> [What you need to do]:
Rewrite the lines below so that "requiring annotation" becomes "that needs labeling" everywhere it appears, with everything else left unchanged.

>> START

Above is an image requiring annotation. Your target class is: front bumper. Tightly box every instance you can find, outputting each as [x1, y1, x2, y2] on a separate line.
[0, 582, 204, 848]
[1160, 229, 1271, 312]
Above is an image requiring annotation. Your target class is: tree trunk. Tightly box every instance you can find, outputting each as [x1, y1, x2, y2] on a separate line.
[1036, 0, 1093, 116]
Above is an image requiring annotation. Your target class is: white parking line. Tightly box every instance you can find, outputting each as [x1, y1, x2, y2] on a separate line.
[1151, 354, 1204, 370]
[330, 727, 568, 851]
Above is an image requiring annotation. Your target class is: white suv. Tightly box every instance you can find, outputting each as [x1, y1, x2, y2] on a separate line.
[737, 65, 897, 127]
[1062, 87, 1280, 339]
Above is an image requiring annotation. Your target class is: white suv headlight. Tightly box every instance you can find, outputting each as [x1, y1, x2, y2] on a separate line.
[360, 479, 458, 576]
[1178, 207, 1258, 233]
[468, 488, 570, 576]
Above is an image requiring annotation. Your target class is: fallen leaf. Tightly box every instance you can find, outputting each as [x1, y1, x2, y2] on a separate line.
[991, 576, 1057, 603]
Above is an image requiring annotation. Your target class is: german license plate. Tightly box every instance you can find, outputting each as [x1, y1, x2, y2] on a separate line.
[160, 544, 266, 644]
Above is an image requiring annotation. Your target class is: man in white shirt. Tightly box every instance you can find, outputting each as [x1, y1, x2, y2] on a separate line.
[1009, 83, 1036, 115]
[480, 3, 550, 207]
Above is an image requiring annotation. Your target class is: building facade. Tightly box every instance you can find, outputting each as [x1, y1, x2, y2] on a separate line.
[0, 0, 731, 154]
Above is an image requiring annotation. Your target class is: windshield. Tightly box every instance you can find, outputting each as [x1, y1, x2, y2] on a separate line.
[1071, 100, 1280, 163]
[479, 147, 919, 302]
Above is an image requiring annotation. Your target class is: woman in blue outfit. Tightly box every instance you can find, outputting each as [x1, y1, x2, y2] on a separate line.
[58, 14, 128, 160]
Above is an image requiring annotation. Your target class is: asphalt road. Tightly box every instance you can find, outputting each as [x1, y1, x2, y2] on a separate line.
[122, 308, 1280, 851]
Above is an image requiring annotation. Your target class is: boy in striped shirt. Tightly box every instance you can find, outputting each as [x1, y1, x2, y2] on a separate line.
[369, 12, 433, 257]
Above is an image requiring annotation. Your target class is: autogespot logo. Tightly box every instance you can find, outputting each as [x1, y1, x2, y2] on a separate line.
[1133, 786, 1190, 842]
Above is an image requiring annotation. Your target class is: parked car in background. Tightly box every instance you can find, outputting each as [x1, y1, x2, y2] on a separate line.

>> END

> [Correct response]:
Above is an image that needs labeling. Your target class is: front bumper. Tightly box every instance you can find, outputting each as [x1, y1, x2, y2] on a separate line.
[0, 582, 204, 848]
[1160, 229, 1271, 312]
Above is an image that needs labeling. Your target class is: tree trunk. Tightly box every instance you can find, outputting each as [x1, y1, x2, y2] on a separate line.
[1036, 0, 1093, 116]
Above is an image that needs labeling. Your target class is: white parking line. Tightly box every instance you can find, outputting each as [x1, y1, x2, y2] on a separate line.
[1151, 354, 1204, 370]
[330, 727, 568, 851]
Above is an image that needs labeling. Your target class is: white suv. Tightly box every instance you can find, outputting each as [x1, y1, x2, y2] on a separate line.
[737, 65, 897, 127]
[1062, 87, 1280, 339]
Above is an image that needs labeling. Your target class is: white suv headlight. Tightly box every instance you can find, outputting each as [x1, y1, x2, y2] on a separate line.
[360, 479, 458, 576]
[1178, 207, 1258, 233]
[468, 488, 570, 576]
Above is an image that needs labeling. Your target class is: fallen leaf. Tightly box every instance you can find, outputting each as [x1, y1, x2, y2] on a separate line.
[991, 576, 1057, 603]
Above is an image that needs labeling. Your target class is: german license plate. Tightly box every instance you can find, outputting each as [x1, y1, x2, y2] on a separate line.
[160, 544, 266, 644]
Above is an image that needs labeling. Your target class is: man in white shirt. Tightly box every instance you can find, outputting each as [x1, y1, x2, y2] on a separate line.
[1009, 83, 1036, 115]
[480, 3, 550, 207]
Above is an image that needs labeling. Your target class is: building facade. Tightly box every instance you can find, outputting each as [x1, y1, x2, y2] on a separate line.
[0, 0, 731, 154]
Above is an image that needs labeling. Your target class is: windshield. Tightly box every instance you can find, outputting each as [x1, y1, x2, y2] on a separate line.
[1071, 100, 1280, 163]
[479, 147, 919, 302]
Above is an image that needs labeling. Your target class is: woman in blue outfit. Tightly box every instance you can find, outputting each as [x1, y1, x2, y2] on a separate line.
[58, 14, 128, 160]
Above is an image that needs labeling. Your target class is: asphalt road. Tightly box every instance you can find, outputting each as [x1, y1, x2, y2] on a separate line.
[122, 308, 1280, 851]
Above is an image that needs labeling. Your target class is: boy in striped shirt. Tightly box every instance you can find, outputting each as [x1, y1, x2, y2] on a separate line.
[369, 12, 433, 257]
Above is an image that needs labeling. Your target class is: autogespot logo. Tightly box every instance you can find, outputting each as [x1, y1, x2, y2] on a separate line.
[1133, 786, 1190, 842]
Above is an image that needs labeling. Your target class is: parked car in background. Tightly box every instance you can find, outputting each as [x1, y1, x2, y2] on a separate line.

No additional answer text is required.